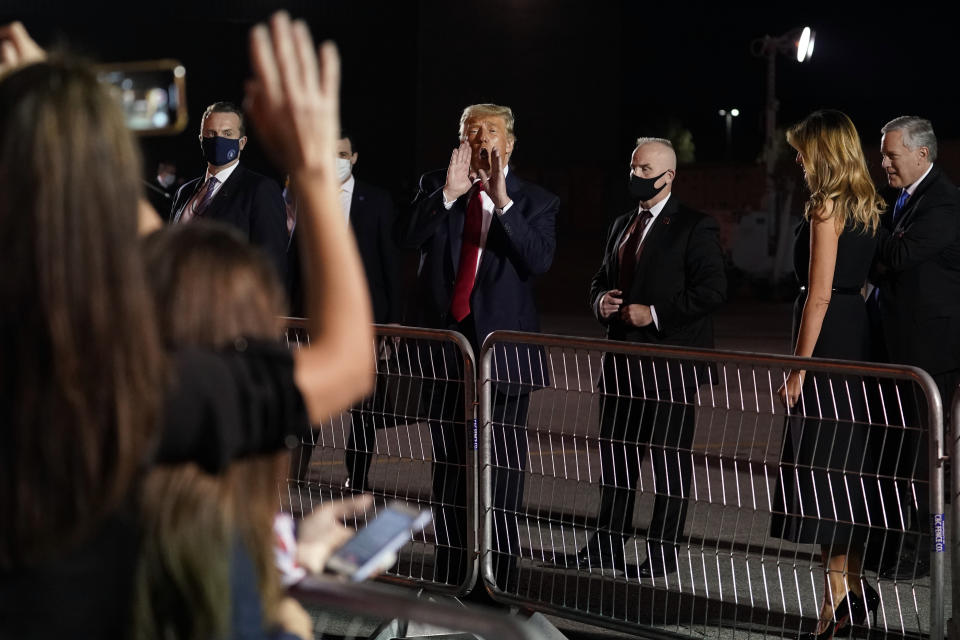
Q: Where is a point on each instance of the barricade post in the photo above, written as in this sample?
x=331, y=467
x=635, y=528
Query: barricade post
x=383, y=603
x=955, y=510
x=413, y=439
x=751, y=495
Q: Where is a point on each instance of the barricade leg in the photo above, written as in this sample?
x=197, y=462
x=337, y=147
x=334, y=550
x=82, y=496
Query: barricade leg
x=448, y=430
x=509, y=451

À faire: Réécrivez toutes les lignes ci-dessus sans en omettre aucune, images exclues, en augmentant de 139 chaque coordonnée x et y des réponses. Aucune autre coordonnée ne doit changer.

Résultat complet:
Q: Where is a point on each instance of the barricade post in the photo above, written as in this sample?
x=331, y=467
x=635, y=528
Query: barricade post
x=522, y=742
x=1094, y=649
x=552, y=578
x=890, y=634
Q: Where is a point on each instance of the barricade leg in the photo above, written as in this sample?
x=197, y=462
x=337, y=147
x=334, y=550
x=82, y=496
Query: barricade leg
x=587, y=569
x=648, y=590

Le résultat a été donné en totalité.